ASSIGNMENT
From the line containing "Task: put a pin on every instance of the kitchen faucet" to the end of the records, print every line exactly, both ends included, and leave out the pictures.

(Extracted data entries)
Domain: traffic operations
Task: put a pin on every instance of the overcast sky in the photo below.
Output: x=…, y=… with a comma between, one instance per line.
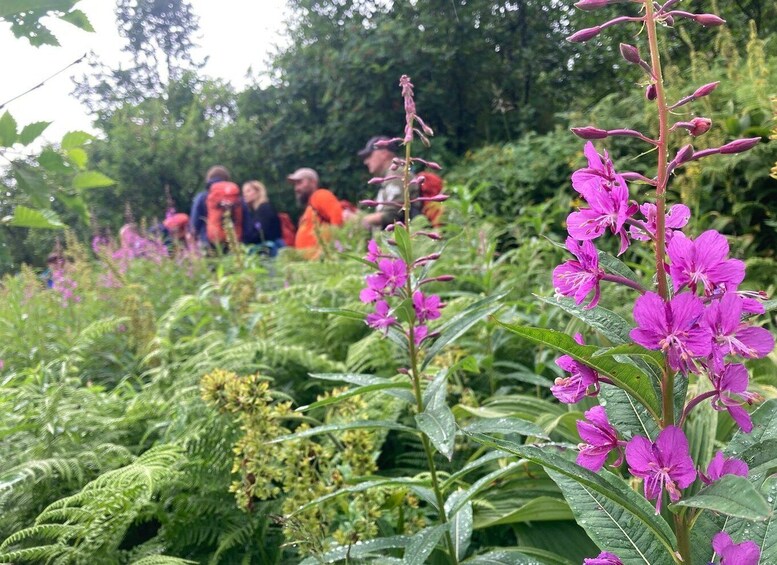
x=234, y=34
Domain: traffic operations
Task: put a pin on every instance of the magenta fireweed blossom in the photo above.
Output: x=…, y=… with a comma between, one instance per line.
x=676, y=217
x=732, y=336
x=665, y=464
x=673, y=327
x=609, y=208
x=426, y=307
x=703, y=262
x=600, y=439
x=577, y=279
x=731, y=392
x=573, y=388
x=745, y=553
x=381, y=319
x=720, y=466
x=604, y=558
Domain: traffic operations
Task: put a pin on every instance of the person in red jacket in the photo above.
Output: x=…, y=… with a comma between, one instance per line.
x=322, y=209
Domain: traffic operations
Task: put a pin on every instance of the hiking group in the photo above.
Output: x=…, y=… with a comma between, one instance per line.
x=223, y=212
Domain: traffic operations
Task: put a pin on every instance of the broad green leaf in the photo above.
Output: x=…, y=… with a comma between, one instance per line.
x=74, y=139
x=439, y=425
x=8, y=132
x=614, y=516
x=31, y=132
x=331, y=428
x=423, y=543
x=505, y=426
x=626, y=376
x=390, y=386
x=24, y=217
x=730, y=495
x=461, y=523
x=454, y=328
x=91, y=179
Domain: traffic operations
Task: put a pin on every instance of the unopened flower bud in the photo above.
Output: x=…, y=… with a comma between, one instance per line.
x=708, y=20
x=630, y=53
x=740, y=145
x=590, y=132
x=584, y=34
x=706, y=89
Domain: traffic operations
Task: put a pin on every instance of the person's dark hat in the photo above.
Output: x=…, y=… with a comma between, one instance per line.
x=371, y=146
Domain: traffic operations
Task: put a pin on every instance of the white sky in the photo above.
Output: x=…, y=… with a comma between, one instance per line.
x=234, y=34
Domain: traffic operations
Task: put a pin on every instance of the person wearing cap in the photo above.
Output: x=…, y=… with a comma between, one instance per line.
x=322, y=209
x=378, y=156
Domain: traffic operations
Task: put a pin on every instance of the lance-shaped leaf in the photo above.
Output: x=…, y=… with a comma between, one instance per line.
x=624, y=375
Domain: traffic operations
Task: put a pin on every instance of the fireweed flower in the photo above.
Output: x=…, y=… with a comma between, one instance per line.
x=604, y=558
x=703, y=262
x=731, y=392
x=573, y=388
x=732, y=336
x=577, y=279
x=600, y=439
x=673, y=327
x=745, y=553
x=676, y=217
x=720, y=466
x=663, y=464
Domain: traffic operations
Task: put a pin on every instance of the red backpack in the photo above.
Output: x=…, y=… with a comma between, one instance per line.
x=223, y=198
x=288, y=231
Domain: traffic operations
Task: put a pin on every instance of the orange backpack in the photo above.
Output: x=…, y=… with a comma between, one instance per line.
x=223, y=198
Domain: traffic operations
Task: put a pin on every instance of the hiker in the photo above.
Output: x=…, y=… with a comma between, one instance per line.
x=220, y=198
x=261, y=225
x=378, y=157
x=322, y=209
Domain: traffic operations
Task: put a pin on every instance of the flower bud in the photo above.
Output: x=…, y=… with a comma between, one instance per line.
x=630, y=53
x=590, y=132
x=740, y=145
x=706, y=89
x=584, y=34
x=708, y=20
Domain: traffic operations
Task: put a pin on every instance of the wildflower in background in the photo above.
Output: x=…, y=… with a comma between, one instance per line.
x=745, y=553
x=381, y=319
x=720, y=466
x=703, y=262
x=663, y=464
x=673, y=327
x=731, y=392
x=574, y=388
x=604, y=558
x=600, y=439
x=577, y=279
x=676, y=217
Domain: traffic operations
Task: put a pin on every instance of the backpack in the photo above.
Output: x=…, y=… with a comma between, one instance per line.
x=288, y=231
x=432, y=186
x=223, y=197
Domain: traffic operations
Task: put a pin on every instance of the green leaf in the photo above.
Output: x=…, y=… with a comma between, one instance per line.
x=615, y=517
x=31, y=132
x=7, y=130
x=73, y=139
x=439, y=425
x=357, y=392
x=460, y=521
x=358, y=425
x=24, y=217
x=730, y=495
x=91, y=179
x=461, y=322
x=505, y=426
x=626, y=376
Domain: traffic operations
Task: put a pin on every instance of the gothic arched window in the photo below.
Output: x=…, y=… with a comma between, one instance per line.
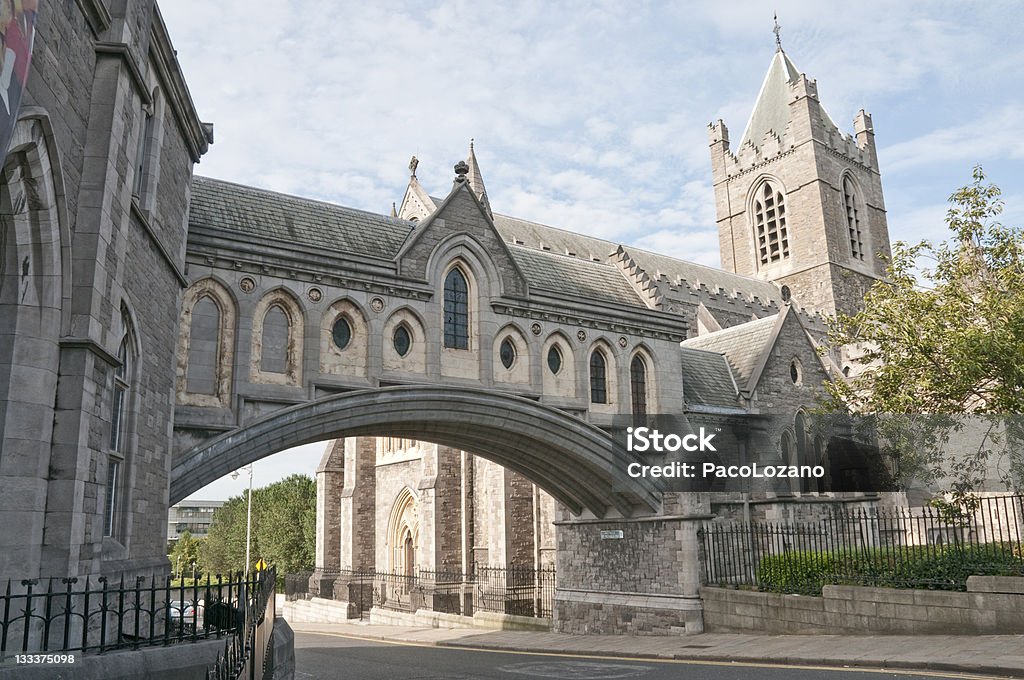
x=120, y=410
x=273, y=353
x=638, y=386
x=598, y=378
x=456, y=310
x=852, y=218
x=769, y=217
x=204, y=347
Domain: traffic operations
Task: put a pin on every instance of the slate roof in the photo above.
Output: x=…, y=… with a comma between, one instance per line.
x=539, y=237
x=562, y=274
x=694, y=274
x=708, y=379
x=262, y=214
x=552, y=259
x=742, y=345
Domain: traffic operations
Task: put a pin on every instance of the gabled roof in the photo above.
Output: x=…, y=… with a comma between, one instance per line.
x=562, y=274
x=475, y=179
x=742, y=345
x=708, y=380
x=771, y=111
x=261, y=214
x=551, y=259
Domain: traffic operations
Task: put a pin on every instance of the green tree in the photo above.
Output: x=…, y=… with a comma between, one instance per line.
x=284, y=528
x=186, y=551
x=941, y=342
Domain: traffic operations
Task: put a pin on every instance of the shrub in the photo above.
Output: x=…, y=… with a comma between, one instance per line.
x=937, y=567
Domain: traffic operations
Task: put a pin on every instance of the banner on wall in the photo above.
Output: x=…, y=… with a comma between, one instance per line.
x=17, y=31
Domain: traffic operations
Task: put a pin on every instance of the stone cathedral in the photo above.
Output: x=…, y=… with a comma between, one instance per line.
x=159, y=330
x=801, y=224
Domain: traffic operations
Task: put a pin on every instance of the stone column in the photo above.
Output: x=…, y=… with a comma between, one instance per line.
x=330, y=483
x=636, y=576
x=357, y=533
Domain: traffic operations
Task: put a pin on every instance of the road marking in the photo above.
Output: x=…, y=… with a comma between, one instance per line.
x=688, y=662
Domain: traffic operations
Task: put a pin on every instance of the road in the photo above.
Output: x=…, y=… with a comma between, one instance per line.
x=331, y=656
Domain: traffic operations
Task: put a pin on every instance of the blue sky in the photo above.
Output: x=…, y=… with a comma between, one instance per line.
x=591, y=116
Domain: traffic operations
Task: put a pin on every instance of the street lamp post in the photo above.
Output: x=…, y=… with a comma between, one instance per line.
x=249, y=515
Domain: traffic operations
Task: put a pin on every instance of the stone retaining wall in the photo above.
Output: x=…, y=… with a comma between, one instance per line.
x=991, y=605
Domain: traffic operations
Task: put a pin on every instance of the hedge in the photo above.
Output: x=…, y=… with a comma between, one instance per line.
x=935, y=567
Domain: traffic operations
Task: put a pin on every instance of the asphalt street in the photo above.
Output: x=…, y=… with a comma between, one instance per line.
x=328, y=656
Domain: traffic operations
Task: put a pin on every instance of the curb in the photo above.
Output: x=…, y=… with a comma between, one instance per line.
x=875, y=664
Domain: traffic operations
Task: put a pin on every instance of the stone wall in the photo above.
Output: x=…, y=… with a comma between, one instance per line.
x=631, y=576
x=107, y=238
x=991, y=605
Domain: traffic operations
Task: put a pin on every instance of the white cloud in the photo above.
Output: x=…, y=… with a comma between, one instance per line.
x=999, y=134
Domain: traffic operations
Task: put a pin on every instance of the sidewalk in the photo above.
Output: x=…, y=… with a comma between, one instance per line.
x=991, y=654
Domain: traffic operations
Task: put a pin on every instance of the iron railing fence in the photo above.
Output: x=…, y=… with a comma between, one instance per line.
x=523, y=591
x=249, y=645
x=98, y=615
x=297, y=586
x=517, y=590
x=933, y=547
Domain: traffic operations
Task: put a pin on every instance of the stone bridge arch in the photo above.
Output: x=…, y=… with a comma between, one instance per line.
x=578, y=463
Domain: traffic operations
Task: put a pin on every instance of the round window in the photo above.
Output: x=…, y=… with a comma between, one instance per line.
x=402, y=341
x=507, y=353
x=554, y=358
x=341, y=333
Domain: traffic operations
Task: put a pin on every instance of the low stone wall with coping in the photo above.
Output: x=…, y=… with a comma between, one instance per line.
x=991, y=605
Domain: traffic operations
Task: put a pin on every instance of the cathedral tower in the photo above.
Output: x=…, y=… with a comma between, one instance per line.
x=800, y=203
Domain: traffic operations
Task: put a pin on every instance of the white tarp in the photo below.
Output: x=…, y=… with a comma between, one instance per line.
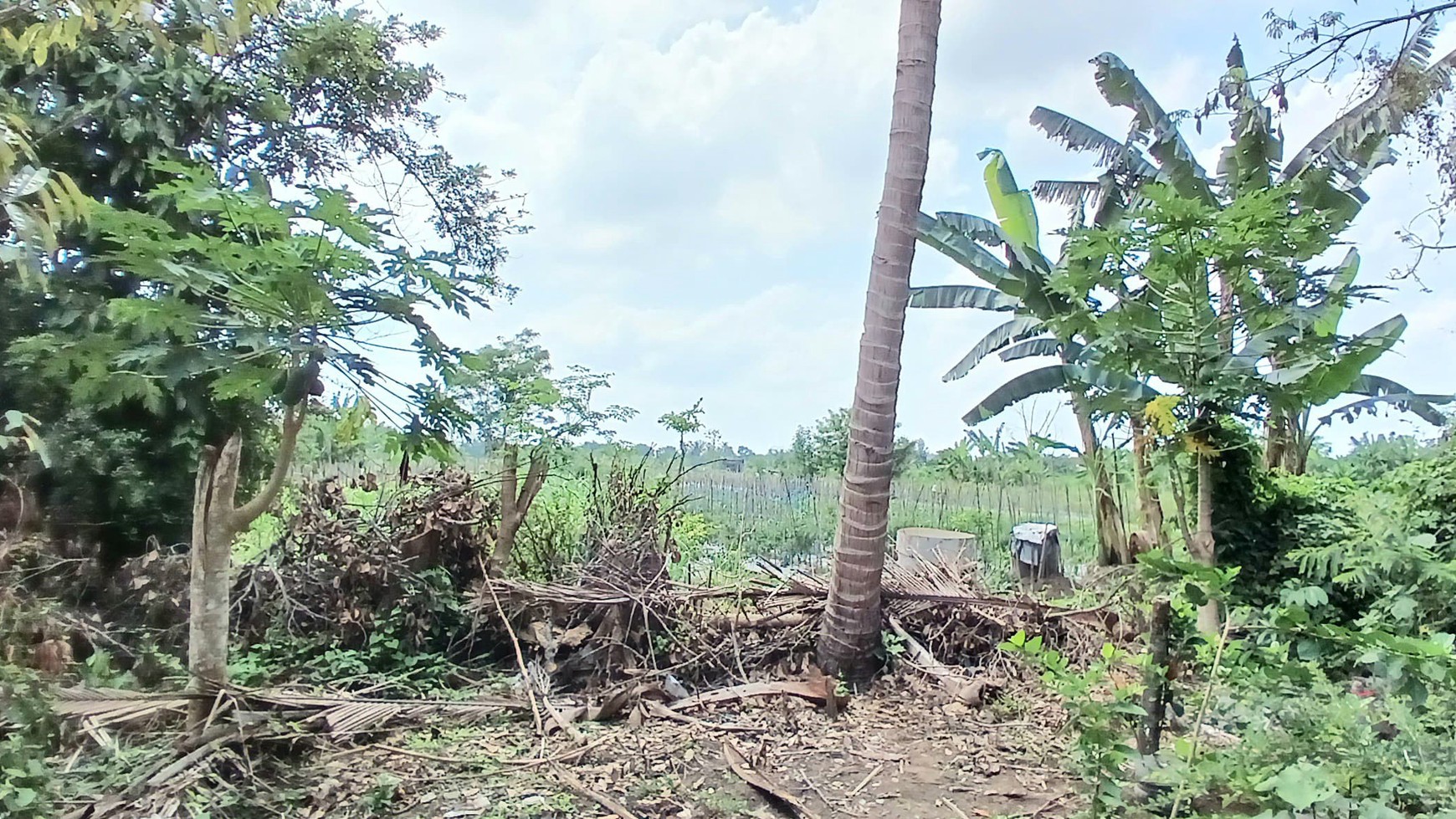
x=1028, y=541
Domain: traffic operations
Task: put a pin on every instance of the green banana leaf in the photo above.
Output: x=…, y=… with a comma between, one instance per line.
x=1121, y=88
x=1357, y=143
x=1038, y=346
x=966, y=252
x=991, y=233
x=1401, y=402
x=1052, y=378
x=1248, y=161
x=1080, y=137
x=1330, y=380
x=1013, y=208
x=1332, y=306
x=1381, y=387
x=1025, y=386
x=946, y=295
x=1013, y=330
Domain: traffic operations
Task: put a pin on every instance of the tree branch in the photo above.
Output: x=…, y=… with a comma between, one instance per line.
x=535, y=478
x=249, y=512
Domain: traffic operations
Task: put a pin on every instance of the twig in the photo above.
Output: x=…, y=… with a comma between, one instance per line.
x=520, y=658
x=613, y=806
x=865, y=781
x=660, y=710
x=1048, y=803
x=564, y=757
x=1203, y=712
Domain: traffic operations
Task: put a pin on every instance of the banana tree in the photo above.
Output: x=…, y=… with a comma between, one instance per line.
x=1023, y=284
x=1325, y=175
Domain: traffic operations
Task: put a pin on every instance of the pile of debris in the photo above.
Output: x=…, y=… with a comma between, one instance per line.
x=344, y=565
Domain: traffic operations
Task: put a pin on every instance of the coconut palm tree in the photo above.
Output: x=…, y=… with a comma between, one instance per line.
x=852, y=617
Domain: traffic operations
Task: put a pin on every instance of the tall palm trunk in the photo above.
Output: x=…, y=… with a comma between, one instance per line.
x=1147, y=499
x=852, y=618
x=1111, y=539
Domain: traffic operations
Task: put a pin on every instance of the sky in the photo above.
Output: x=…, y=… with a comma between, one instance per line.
x=702, y=179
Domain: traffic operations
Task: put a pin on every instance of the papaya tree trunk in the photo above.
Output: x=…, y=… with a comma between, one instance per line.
x=852, y=617
x=1277, y=440
x=515, y=499
x=216, y=521
x=1111, y=539
x=1147, y=499
x=1202, y=545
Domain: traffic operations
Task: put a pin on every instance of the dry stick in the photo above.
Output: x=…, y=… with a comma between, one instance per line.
x=865, y=781
x=520, y=658
x=1203, y=710
x=613, y=806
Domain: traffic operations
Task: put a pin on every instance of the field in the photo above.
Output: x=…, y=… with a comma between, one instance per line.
x=791, y=520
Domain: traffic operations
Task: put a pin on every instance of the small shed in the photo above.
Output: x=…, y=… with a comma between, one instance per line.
x=1036, y=551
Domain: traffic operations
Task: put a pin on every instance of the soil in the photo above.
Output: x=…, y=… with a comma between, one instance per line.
x=900, y=751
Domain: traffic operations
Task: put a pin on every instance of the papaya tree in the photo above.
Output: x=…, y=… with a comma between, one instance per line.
x=300, y=94
x=519, y=407
x=1021, y=284
x=254, y=299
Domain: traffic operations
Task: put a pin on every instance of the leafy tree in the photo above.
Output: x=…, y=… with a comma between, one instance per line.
x=251, y=309
x=852, y=620
x=299, y=95
x=520, y=407
x=684, y=423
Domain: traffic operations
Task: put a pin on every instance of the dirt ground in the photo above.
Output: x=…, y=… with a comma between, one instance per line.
x=900, y=751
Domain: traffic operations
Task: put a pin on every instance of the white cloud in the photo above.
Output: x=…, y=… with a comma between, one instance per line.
x=704, y=175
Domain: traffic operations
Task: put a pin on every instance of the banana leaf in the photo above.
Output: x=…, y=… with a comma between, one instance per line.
x=1381, y=387
x=1121, y=88
x=1080, y=137
x=1013, y=208
x=1357, y=141
x=1025, y=386
x=967, y=252
x=1013, y=330
x=940, y=297
x=1401, y=402
x=1031, y=348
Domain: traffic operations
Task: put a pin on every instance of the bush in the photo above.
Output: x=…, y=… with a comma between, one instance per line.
x=1428, y=490
x=28, y=735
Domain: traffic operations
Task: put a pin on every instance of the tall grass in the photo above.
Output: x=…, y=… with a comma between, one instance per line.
x=791, y=520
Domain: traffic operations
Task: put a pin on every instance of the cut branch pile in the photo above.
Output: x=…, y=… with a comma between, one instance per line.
x=338, y=568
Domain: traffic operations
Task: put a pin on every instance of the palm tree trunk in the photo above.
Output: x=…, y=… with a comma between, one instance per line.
x=852, y=618
x=1147, y=499
x=1111, y=539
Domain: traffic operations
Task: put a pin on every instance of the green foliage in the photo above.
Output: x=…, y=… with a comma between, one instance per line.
x=297, y=96
x=515, y=401
x=405, y=652
x=551, y=543
x=1100, y=710
x=1428, y=495
x=25, y=780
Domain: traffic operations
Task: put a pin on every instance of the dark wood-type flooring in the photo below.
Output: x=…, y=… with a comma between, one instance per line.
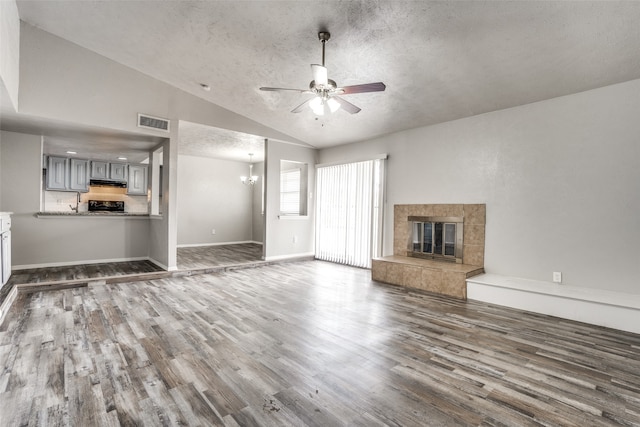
x=188, y=259
x=213, y=256
x=308, y=343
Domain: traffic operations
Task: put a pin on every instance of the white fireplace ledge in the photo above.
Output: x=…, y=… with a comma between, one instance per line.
x=555, y=289
x=596, y=306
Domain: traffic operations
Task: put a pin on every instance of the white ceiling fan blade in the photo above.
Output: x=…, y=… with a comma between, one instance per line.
x=346, y=105
x=363, y=88
x=302, y=106
x=319, y=74
x=274, y=89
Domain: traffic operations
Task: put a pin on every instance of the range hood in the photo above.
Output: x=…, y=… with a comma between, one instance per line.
x=107, y=183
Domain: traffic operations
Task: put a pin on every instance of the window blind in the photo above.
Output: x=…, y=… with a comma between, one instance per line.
x=290, y=192
x=349, y=212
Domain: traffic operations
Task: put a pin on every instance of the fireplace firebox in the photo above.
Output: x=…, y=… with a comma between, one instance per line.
x=436, y=238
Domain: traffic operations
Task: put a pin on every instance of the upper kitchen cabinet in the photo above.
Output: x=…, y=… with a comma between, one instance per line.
x=118, y=171
x=57, y=173
x=99, y=170
x=106, y=170
x=79, y=175
x=137, y=180
x=65, y=174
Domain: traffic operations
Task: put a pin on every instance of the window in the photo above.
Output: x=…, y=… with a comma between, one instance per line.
x=293, y=188
x=349, y=208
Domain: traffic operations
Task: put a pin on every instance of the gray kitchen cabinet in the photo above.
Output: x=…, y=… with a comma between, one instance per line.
x=79, y=175
x=118, y=171
x=99, y=170
x=106, y=170
x=57, y=173
x=137, y=180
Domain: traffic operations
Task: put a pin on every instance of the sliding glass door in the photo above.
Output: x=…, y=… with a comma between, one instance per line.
x=349, y=207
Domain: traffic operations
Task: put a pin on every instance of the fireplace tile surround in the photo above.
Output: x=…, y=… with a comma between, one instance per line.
x=438, y=276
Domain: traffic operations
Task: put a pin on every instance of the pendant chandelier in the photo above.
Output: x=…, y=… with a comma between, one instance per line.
x=251, y=179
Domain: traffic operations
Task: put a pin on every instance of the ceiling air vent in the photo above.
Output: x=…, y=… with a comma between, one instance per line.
x=150, y=122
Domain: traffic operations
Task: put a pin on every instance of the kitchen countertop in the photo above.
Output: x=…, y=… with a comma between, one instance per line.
x=90, y=214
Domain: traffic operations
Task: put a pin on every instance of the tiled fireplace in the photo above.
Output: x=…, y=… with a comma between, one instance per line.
x=436, y=247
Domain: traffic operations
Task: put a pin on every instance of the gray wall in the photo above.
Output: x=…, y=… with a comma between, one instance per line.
x=559, y=177
x=10, y=48
x=64, y=82
x=39, y=241
x=211, y=196
x=257, y=231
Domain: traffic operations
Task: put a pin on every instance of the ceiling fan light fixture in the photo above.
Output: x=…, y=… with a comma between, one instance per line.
x=333, y=105
x=321, y=106
x=317, y=106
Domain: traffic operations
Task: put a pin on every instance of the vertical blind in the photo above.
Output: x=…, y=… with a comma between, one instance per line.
x=349, y=212
x=290, y=192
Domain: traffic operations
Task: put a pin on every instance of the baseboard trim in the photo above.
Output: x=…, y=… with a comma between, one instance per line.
x=159, y=264
x=86, y=261
x=290, y=257
x=198, y=245
x=594, y=306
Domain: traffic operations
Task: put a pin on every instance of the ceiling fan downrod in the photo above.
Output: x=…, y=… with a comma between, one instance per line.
x=324, y=36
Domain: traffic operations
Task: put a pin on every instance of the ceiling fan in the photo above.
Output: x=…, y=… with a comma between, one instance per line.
x=326, y=91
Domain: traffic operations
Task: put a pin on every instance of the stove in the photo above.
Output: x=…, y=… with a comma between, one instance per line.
x=106, y=206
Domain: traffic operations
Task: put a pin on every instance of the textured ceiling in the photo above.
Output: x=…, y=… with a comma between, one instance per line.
x=440, y=61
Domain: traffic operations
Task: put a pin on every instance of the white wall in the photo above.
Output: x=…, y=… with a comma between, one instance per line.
x=211, y=196
x=55, y=241
x=559, y=178
x=287, y=237
x=10, y=48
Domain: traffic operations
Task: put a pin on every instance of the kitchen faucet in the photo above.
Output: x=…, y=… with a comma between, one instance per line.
x=77, y=203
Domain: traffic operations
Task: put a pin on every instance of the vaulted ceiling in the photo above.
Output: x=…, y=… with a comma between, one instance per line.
x=441, y=61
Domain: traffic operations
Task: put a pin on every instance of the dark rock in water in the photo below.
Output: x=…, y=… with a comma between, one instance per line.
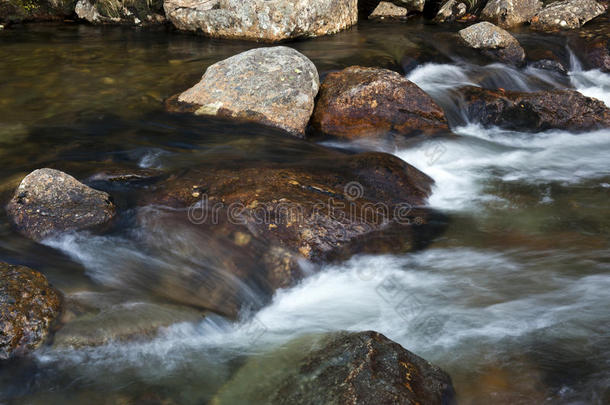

TASK RESPONSE
Task: put a pin on every instance of the kitchen faucet in the photo above.
Output: x=…, y=… with a comma between, one instance per line.
x=77, y=203
Domain: traffic operations
Task: put a pin on every instance of the vaulted ceiling in the photo above.
Output: x=…, y=… with a comma between, one instance per line.
x=441, y=61
Domain: traffic operations
Task: put a pin on every instance of the dark rock in water in the photo below.
Output: x=…, y=… with a comma between, one instance per line.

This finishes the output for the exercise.